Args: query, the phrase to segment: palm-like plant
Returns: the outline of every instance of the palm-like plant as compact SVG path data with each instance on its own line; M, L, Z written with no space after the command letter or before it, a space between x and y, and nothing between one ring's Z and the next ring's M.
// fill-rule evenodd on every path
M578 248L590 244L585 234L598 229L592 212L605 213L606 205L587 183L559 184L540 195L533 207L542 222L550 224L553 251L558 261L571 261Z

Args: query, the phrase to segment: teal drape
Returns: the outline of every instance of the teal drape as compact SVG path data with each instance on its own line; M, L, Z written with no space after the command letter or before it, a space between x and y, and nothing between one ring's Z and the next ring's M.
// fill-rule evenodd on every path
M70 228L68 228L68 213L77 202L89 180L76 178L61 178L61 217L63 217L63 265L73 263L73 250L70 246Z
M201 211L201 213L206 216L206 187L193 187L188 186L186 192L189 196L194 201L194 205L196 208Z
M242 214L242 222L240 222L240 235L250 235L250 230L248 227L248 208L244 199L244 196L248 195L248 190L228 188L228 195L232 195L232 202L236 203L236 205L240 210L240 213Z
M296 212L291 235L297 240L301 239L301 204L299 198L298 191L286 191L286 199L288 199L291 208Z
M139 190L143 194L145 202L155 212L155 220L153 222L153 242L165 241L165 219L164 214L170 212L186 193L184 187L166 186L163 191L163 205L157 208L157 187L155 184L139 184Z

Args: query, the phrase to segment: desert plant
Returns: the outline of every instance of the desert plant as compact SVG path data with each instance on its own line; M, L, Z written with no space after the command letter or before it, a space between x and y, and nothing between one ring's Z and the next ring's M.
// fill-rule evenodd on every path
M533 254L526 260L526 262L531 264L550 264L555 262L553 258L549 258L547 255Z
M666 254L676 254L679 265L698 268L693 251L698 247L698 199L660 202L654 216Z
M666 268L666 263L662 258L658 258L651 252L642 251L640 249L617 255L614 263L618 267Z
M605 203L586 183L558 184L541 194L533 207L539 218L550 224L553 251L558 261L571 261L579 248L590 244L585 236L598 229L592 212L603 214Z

Work to complete
Can you recast every line of the rows above as a JSON list of strings, with one string per line and blank lines left out?

Reply to the task
[
  "Args: query, the phrase to segment: palm-like plant",
  "Returns: the outline of every instance of the palm-like plant as compact SVG path data with each instance on its own line; M, L, Z written with no space after the command letter or before it, a space between x and y, and nothing between one ring's Z and the next ring's M.",
  "// fill-rule evenodd on every path",
  "M578 248L590 244L585 234L598 229L592 212L605 213L606 205L587 183L559 184L540 195L533 207L542 222L550 224L553 251L558 261L571 261Z",
  "Args: query, the phrase to segment: teal drape",
  "Returns: the outline of every instance of the teal drape as compact SVG path data with each instance on its own line; M, L, Z written with no space after the command letter or before it, a space between x and y, and nothing between one ring's Z and the next ring's M.",
  "// fill-rule evenodd on every path",
  "M70 228L68 228L68 213L77 202L89 180L76 178L61 178L61 217L63 217L63 265L73 263L73 250L70 246Z",
  "M201 211L201 213L206 216L206 187L193 187L188 186L186 192L189 196L194 201L194 205L196 208Z",
  "M242 214L242 222L240 222L240 235L250 235L250 230L248 227L248 208L244 199L244 196L248 195L248 190L228 188L228 195L232 195L232 202L236 203L236 205L240 210L240 213Z",
  "M296 212L291 235L297 240L301 239L301 204L299 198L298 191L286 191L286 199L288 199L291 208Z",
  "M139 190L143 194L145 202L155 212L155 220L153 222L153 242L165 241L165 219L164 214L170 212L186 193L184 187L166 186L163 191L163 205L157 208L157 187L155 184L139 184Z",
  "Args: query, the phrase to segment: desert plant",
  "Returns: the outline of every instance of the desert plant as compact SVG path data with each instance on its own line; M, L, Z written with no space after the command letter or before it, a space between x and y, and nothing between one ring's Z and the next ring's M.",
  "// fill-rule evenodd on every path",
  "M533 254L526 260L526 262L531 264L550 264L555 262L553 258L549 258L547 255Z",
  "M666 254L676 254L679 265L698 268L693 251L698 247L698 199L660 202L654 216Z",
  "M666 268L666 263L662 258L658 258L651 252L642 251L640 249L617 255L614 263L618 267Z",
  "M605 203L586 183L558 184L541 194L533 207L539 218L550 224L553 251L558 261L571 261L579 248L590 244L585 236L598 229L592 212L603 214Z"
]